*** Opening of TEXT PROVIDED ***

In the UK, insulin doesn’t cost anything for diabetics who require it, but there is an estimated 50 million people worldwide who cannot afford insulin.
In many countries, there is nothing that even resembles an NHS, and the cost of insulin can drive families into poverty, especially if a child becomes ill due to a lack of medication.
Diabetes awareness is a broad term – and often relates to people’s knowledge of the condition, but a lack of insulin is one of the biggest problems diabetics across the world are facing, and it needs to be recognised.
Why does insulin cost so much?
The price of insulin – a hormone which regulates glucose levels – is influenced by many factors.
The demand is staggering, with an estimated 100 million diabetics worldwide requiring insulin. This includes all type 1 diabetics (approximately 17.4 million people) and between 20 to 30 per cent of people with type 2 diabetes.

*** Close of TEXT PROVIDED ***
*** Opening of PROVIDED INFORMATION ***

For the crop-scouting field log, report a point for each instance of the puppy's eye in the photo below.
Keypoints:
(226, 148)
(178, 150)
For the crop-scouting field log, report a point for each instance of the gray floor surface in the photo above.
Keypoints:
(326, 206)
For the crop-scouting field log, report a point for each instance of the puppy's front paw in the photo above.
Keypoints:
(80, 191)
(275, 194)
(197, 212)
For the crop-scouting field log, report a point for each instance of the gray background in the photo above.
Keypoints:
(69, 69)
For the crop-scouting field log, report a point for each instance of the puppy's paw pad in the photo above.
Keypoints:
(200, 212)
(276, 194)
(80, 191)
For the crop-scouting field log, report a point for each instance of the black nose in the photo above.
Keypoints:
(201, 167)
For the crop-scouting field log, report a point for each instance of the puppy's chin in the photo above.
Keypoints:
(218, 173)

*** Close of PROVIDED INFORMATION ***

> **DIRECTIONS**:
Reproduce word for word the passage of the insulin text that starts at the words "In the UK, insulin" and ends after the words "cannot afford insulin.". Use only the insulin text for what comes next.

> **OUTPUT**:
In the UK, insulin doesn’t cost anything for diabetics who require it, but there is an estimated 50 million people worldwide who cannot afford insulin.